++++ PASSAGE

Buddhist Meditation: This Breathing Body

Ryan Gallagher, LAc | Inhabit Healing Arts | Asheville
 

It’s high time we started to meditate. Meditate to understand, to abandon, to relinquish, and to be at peace.

—Ajahn Chah, The Teachings of Ajahn Chah

The monk remains focused on the body in & of itself—ardent, alert, & mindful—subduing greed & distress with reference to the world.

—Buddha, The Great Establishing of Mindfulness Discourse

[The monk] trains himself, ‘I will breathe in sensitive to the entire body.’ He trains himself, ‘I will breathe out sensitive to the entire body.’

—Buddha, Discourse on Mindfulness of Breathing

***

To help his students better grasp his teachings, the Buddha frequently crafted clever comparisons. For instance, to highlight the rarity and preciousness of human birth, he conjured the image of the entire earth covered by water, with a single, small, wooden frame floating on the ocean surface, blown to and fro by the currents. Now, once every hundred years, a blind sea turtle would poke his head up from the depths of the sea for a sip of air. The Buddha said the likelihood of that turtle popping his noggin through the floating frame matched the slim odds of being born in the human realm (and that we should therefore not waste our favorable and rare gift of humanness). That’s quite a memorable simile!

++++++++
++++ ROWS

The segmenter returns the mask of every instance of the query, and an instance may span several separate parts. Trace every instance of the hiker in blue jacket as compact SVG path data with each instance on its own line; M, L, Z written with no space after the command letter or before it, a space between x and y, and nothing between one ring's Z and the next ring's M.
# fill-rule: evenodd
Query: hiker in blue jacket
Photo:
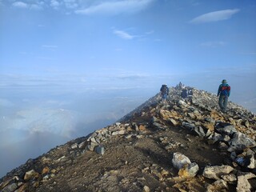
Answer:
M162 101L163 103L166 103L167 96L169 94L169 88L167 85L166 84L162 85L160 91L162 95Z
M230 95L230 86L227 84L226 79L223 79L222 84L219 85L217 95L219 96L218 106L221 110L225 113L226 111L228 98Z

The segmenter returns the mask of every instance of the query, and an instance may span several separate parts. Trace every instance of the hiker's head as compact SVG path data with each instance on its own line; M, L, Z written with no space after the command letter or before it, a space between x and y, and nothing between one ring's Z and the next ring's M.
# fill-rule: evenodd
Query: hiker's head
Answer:
M223 79L222 82L222 83L226 83L226 79Z

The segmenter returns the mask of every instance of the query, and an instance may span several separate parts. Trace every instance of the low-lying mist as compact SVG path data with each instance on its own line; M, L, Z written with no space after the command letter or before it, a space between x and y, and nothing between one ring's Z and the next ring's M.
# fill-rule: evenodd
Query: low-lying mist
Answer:
M150 90L6 88L0 96L0 177L53 147L118 121Z

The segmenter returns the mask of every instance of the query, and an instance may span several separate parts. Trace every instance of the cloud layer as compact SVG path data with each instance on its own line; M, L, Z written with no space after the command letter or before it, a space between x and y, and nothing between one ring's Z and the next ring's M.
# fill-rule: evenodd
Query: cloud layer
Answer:
M14 1L12 6L19 9L45 10L54 9L69 13L86 15L115 15L131 14L146 8L154 0L107 0L83 2L79 0L50 0L50 1Z
M134 13L145 9L153 0L125 0L114 2L102 2L85 9L78 10L76 14L119 14Z
M238 9L214 11L194 18L190 22L198 24L226 20L239 11L240 10Z

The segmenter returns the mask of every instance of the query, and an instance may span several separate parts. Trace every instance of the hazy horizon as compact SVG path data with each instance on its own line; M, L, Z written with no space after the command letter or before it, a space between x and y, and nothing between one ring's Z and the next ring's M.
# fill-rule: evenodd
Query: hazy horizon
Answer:
M0 0L0 177L113 123L162 84L256 112L254 0Z

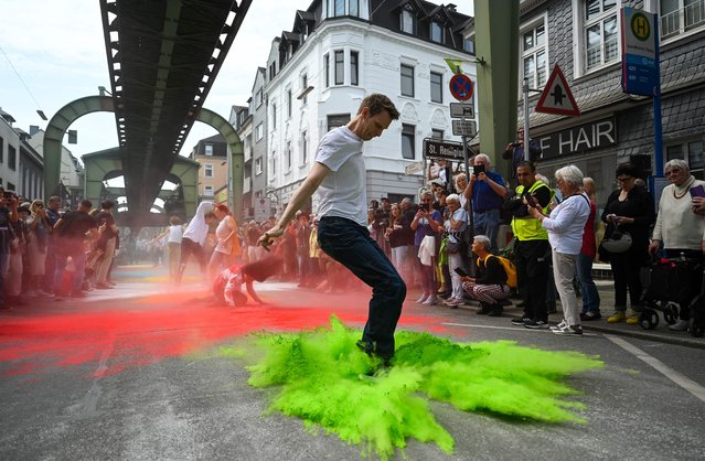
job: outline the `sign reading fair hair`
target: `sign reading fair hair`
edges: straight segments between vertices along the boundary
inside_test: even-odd
[[[617,143],[617,124],[615,117],[591,121],[542,136],[538,142],[543,160],[602,149]]]

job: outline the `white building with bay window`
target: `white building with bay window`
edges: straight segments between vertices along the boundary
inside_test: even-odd
[[[267,193],[279,207],[308,174],[323,135],[350,121],[372,93],[387,95],[400,117],[364,144],[367,197],[416,199],[423,174],[406,174],[406,167],[423,164],[424,139],[460,140],[444,57],[472,57],[462,36],[470,21],[453,6],[414,0],[313,1],[297,11],[266,65]],[[473,64],[463,71],[476,78]]]

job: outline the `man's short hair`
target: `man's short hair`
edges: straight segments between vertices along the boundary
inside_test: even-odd
[[[389,118],[392,118],[392,120],[397,120],[399,118],[399,111],[396,109],[396,107],[394,107],[394,103],[392,103],[392,99],[389,99],[385,95],[381,95],[380,93],[373,93],[372,95],[366,96],[360,104],[357,114],[361,114],[362,109],[365,107],[370,108],[371,116],[382,114],[384,110],[386,110],[387,114],[389,114]]]
[[[487,250],[492,248],[492,243],[490,242],[490,238],[487,235],[476,235],[474,237],[472,237],[472,239],[477,242],[478,244],[481,244],[482,248]]]

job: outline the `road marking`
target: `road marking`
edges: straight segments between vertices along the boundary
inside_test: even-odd
[[[618,346],[622,347],[624,351],[634,354],[637,358],[651,365],[656,372],[661,373],[662,375],[664,375],[665,377],[667,377],[669,379],[671,379],[679,386],[683,387],[685,390],[693,394],[695,397],[705,401],[705,387],[695,383],[693,379],[688,378],[687,376],[684,376],[681,373],[676,372],[675,369],[669,367],[656,357],[647,354],[639,347],[628,343],[621,337],[612,336],[610,334],[606,334],[605,337],[607,337],[608,340],[610,340]]]
[[[549,329],[527,329],[527,328],[521,326],[521,325],[492,326],[492,325],[473,325],[472,323],[452,323],[452,322],[442,322],[441,325],[468,326],[468,328],[473,328],[473,329],[488,329],[488,330],[512,330],[512,331],[533,331],[533,332],[551,333]],[[583,336],[597,336],[597,334],[595,334],[595,333],[586,333],[585,331],[583,331]],[[570,336],[567,336],[567,337],[570,337]],[[578,337],[578,335],[573,335],[573,337]]]

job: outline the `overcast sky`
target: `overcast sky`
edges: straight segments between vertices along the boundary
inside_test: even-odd
[[[458,11],[471,13],[470,0],[457,3]],[[231,106],[245,105],[257,67],[266,66],[271,40],[290,30],[296,11],[310,4],[254,0],[204,107],[227,118]],[[98,0],[0,0],[0,107],[14,117],[15,128],[45,129],[36,109],[51,119],[72,100],[97,95],[98,86],[110,88]],[[118,144],[111,112],[86,115],[71,129],[78,130],[78,143],[64,144],[79,159]],[[215,133],[196,121],[181,154]]]

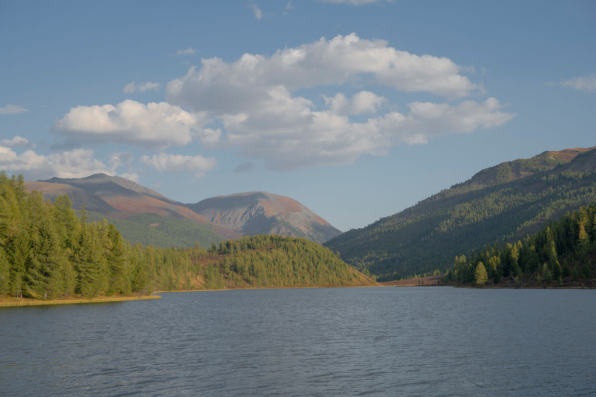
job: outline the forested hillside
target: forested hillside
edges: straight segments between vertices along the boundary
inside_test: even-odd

++++++++

* **PROBLEMS TO SOLVE**:
#1 List the titles of the works credited as sources for the quotations in the meditation piece.
#2 Reproduce the meditation piece from "It’s high time" to "to the world.", swapping "greed" for "craving".

* **COMPLETE ANSWERS**:
#1
- The Teachings of Ajahn Chah
- The Great Establishing of Mindfulness Discourse
- Discourse on Mindfulness of Breathing

#2
It’s high time we started to meditate. Meditate to understand, to abandon, to relinquish, and to be at peace.

—Ajahn Chah, The Teachings of Ajahn Chah

The monk remains focused on the body in & of itself—ardent, alert, & mindful—subduing craving & distress with reference to the world.